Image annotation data
^^^^
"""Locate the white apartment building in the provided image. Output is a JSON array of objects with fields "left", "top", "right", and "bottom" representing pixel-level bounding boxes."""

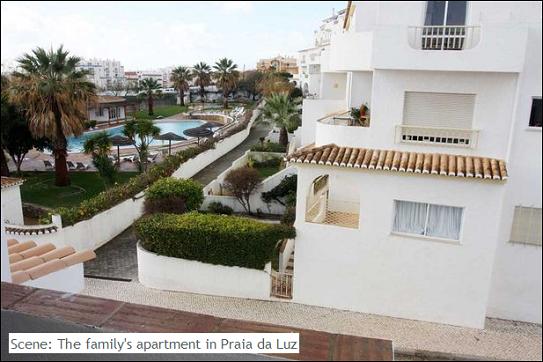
[
  {"left": 78, "top": 59, "right": 125, "bottom": 90},
  {"left": 288, "top": 1, "right": 542, "bottom": 328},
  {"left": 298, "top": 9, "right": 345, "bottom": 97}
]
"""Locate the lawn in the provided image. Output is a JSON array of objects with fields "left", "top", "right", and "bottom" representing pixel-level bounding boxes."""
[
  {"left": 21, "top": 172, "right": 137, "bottom": 208},
  {"left": 134, "top": 105, "right": 187, "bottom": 119}
]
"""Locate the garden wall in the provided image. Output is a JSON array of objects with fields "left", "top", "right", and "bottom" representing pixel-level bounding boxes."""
[
  {"left": 12, "top": 109, "right": 259, "bottom": 250},
  {"left": 138, "top": 244, "right": 271, "bottom": 300}
]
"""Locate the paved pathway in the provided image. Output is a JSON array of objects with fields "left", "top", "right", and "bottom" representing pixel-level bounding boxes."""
[
  {"left": 81, "top": 279, "right": 542, "bottom": 360},
  {"left": 192, "top": 122, "right": 271, "bottom": 186}
]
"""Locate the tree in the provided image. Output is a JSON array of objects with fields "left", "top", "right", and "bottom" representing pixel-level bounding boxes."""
[
  {"left": 170, "top": 67, "right": 191, "bottom": 106},
  {"left": 213, "top": 58, "right": 239, "bottom": 108},
  {"left": 239, "top": 70, "right": 263, "bottom": 101},
  {"left": 262, "top": 93, "right": 300, "bottom": 146},
  {"left": 192, "top": 62, "right": 211, "bottom": 109},
  {"left": 224, "top": 166, "right": 262, "bottom": 214},
  {"left": 9, "top": 46, "right": 96, "bottom": 186},
  {"left": 83, "top": 131, "right": 117, "bottom": 187},
  {"left": 140, "top": 78, "right": 160, "bottom": 116},
  {"left": 123, "top": 119, "right": 160, "bottom": 171}
]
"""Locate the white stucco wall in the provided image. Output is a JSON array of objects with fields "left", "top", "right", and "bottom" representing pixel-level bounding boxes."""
[
  {"left": 1, "top": 186, "right": 24, "bottom": 225},
  {"left": 488, "top": 29, "right": 543, "bottom": 323},
  {"left": 138, "top": 244, "right": 271, "bottom": 300},
  {"left": 293, "top": 165, "right": 504, "bottom": 328}
]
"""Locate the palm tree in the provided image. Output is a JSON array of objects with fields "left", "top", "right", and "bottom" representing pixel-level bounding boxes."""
[
  {"left": 170, "top": 67, "right": 191, "bottom": 106},
  {"left": 262, "top": 93, "right": 300, "bottom": 146},
  {"left": 83, "top": 131, "right": 117, "bottom": 188},
  {"left": 213, "top": 58, "right": 239, "bottom": 108},
  {"left": 192, "top": 62, "right": 211, "bottom": 109},
  {"left": 9, "top": 46, "right": 96, "bottom": 186},
  {"left": 123, "top": 119, "right": 160, "bottom": 171},
  {"left": 140, "top": 78, "right": 160, "bottom": 116}
]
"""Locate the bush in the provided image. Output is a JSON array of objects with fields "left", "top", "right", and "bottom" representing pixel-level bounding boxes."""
[
  {"left": 207, "top": 201, "right": 234, "bottom": 215},
  {"left": 144, "top": 196, "right": 187, "bottom": 214},
  {"left": 135, "top": 212, "right": 296, "bottom": 270},
  {"left": 281, "top": 206, "right": 296, "bottom": 225},
  {"left": 251, "top": 140, "right": 287, "bottom": 153},
  {"left": 224, "top": 166, "right": 262, "bottom": 213},
  {"left": 145, "top": 177, "right": 204, "bottom": 211},
  {"left": 261, "top": 175, "right": 298, "bottom": 206}
]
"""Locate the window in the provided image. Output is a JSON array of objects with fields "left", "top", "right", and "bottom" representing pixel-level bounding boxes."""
[
  {"left": 403, "top": 92, "right": 475, "bottom": 129},
  {"left": 530, "top": 98, "right": 542, "bottom": 127},
  {"left": 509, "top": 206, "right": 542, "bottom": 246},
  {"left": 392, "top": 200, "right": 463, "bottom": 240},
  {"left": 424, "top": 1, "right": 467, "bottom": 26}
]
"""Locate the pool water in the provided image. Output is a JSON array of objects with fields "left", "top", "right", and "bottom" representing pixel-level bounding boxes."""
[{"left": 67, "top": 120, "right": 210, "bottom": 152}]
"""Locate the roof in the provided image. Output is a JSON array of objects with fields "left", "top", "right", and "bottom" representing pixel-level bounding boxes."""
[
  {"left": 285, "top": 144, "right": 508, "bottom": 180},
  {"left": 7, "top": 239, "right": 96, "bottom": 284},
  {"left": 96, "top": 96, "right": 126, "bottom": 103},
  {"left": 2, "top": 176, "right": 24, "bottom": 189}
]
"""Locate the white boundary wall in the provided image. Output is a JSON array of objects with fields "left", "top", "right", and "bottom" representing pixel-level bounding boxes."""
[
  {"left": 138, "top": 244, "right": 271, "bottom": 300},
  {"left": 9, "top": 109, "right": 260, "bottom": 250}
]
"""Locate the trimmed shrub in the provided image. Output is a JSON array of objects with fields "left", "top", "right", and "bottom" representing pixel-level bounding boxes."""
[
  {"left": 135, "top": 212, "right": 296, "bottom": 270},
  {"left": 251, "top": 140, "right": 287, "bottom": 153},
  {"left": 145, "top": 177, "right": 204, "bottom": 211},
  {"left": 207, "top": 201, "right": 234, "bottom": 215}
]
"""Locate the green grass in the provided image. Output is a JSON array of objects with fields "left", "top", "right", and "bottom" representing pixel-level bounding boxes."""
[
  {"left": 21, "top": 172, "right": 137, "bottom": 208},
  {"left": 134, "top": 105, "right": 187, "bottom": 119}
]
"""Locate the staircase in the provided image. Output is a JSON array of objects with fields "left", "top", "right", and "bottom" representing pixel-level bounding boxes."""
[{"left": 271, "top": 242, "right": 294, "bottom": 299}]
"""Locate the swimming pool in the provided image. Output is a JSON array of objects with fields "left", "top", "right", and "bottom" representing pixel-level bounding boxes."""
[{"left": 67, "top": 119, "right": 210, "bottom": 152}]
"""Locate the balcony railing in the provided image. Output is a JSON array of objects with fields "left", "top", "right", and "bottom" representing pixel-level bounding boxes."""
[
  {"left": 409, "top": 25, "right": 481, "bottom": 50},
  {"left": 305, "top": 195, "right": 360, "bottom": 229},
  {"left": 396, "top": 125, "right": 479, "bottom": 148},
  {"left": 319, "top": 111, "right": 369, "bottom": 127}
]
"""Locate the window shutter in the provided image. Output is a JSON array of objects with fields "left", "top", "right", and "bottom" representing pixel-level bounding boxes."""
[
  {"left": 510, "top": 206, "right": 542, "bottom": 245},
  {"left": 403, "top": 92, "right": 475, "bottom": 129}
]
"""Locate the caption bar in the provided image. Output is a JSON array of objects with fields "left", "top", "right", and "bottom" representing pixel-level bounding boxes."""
[{"left": 9, "top": 333, "right": 300, "bottom": 353}]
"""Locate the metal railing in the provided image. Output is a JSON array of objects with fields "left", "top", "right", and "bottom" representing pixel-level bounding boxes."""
[
  {"left": 318, "top": 111, "right": 369, "bottom": 127},
  {"left": 305, "top": 196, "right": 360, "bottom": 229},
  {"left": 408, "top": 25, "right": 481, "bottom": 50},
  {"left": 271, "top": 270, "right": 293, "bottom": 299},
  {"left": 396, "top": 125, "right": 479, "bottom": 148}
]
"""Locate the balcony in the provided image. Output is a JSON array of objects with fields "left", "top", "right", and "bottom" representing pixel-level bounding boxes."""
[
  {"left": 395, "top": 125, "right": 479, "bottom": 148},
  {"left": 372, "top": 23, "right": 528, "bottom": 73},
  {"left": 315, "top": 111, "right": 370, "bottom": 147},
  {"left": 408, "top": 26, "right": 481, "bottom": 50},
  {"left": 305, "top": 195, "right": 360, "bottom": 229}
]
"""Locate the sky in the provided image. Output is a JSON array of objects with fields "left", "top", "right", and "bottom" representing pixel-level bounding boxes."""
[{"left": 1, "top": 1, "right": 347, "bottom": 71}]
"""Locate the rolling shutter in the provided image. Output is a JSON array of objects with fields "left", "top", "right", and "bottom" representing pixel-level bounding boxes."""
[{"left": 403, "top": 92, "right": 475, "bottom": 129}]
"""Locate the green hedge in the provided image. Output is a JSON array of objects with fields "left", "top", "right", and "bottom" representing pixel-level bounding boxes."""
[
  {"left": 135, "top": 212, "right": 295, "bottom": 270},
  {"left": 145, "top": 177, "right": 204, "bottom": 211}
]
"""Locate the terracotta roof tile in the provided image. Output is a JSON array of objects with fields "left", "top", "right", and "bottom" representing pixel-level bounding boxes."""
[
  {"left": 285, "top": 144, "right": 508, "bottom": 180},
  {"left": 8, "top": 239, "right": 96, "bottom": 284}
]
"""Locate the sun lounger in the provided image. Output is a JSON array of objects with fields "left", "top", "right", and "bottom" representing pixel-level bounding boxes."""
[
  {"left": 66, "top": 161, "right": 77, "bottom": 170},
  {"left": 43, "top": 160, "right": 55, "bottom": 170},
  {"left": 77, "top": 162, "right": 89, "bottom": 170},
  {"left": 121, "top": 155, "right": 137, "bottom": 162}
]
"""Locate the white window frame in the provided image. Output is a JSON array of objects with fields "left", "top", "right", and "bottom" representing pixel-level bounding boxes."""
^^^^
▶ [WHAT YOU ARE ASKED TO DO]:
Rewrite everything from the line containing "the terracotta roof" through the end of the material, swapping "sun lounger" for "deck chair" and keeping all else the same.

▶ [OUTPUT OF THE TASK]:
"""Locate the terracotta roof tile in the provided image. Output is a JSON array of objects with fields "left", "top", "right", and "bottom" representing pixel-level bounding boxes."""
[
  {"left": 285, "top": 144, "right": 508, "bottom": 180},
  {"left": 8, "top": 239, "right": 96, "bottom": 284}
]
"""Locate the deck chair in the provided image. Output is a JSON array of objects with fields "left", "top", "right", and "bottom" representing pixel-level bounding boxes."""
[
  {"left": 66, "top": 161, "right": 77, "bottom": 170},
  {"left": 43, "top": 160, "right": 55, "bottom": 170},
  {"left": 77, "top": 162, "right": 89, "bottom": 170},
  {"left": 121, "top": 155, "right": 137, "bottom": 162}
]
"""Locate the white window frame in the provided image. Output is a JSON array of objects with fields "left", "top", "right", and "bottom" representing pixel-level bounding boxes."""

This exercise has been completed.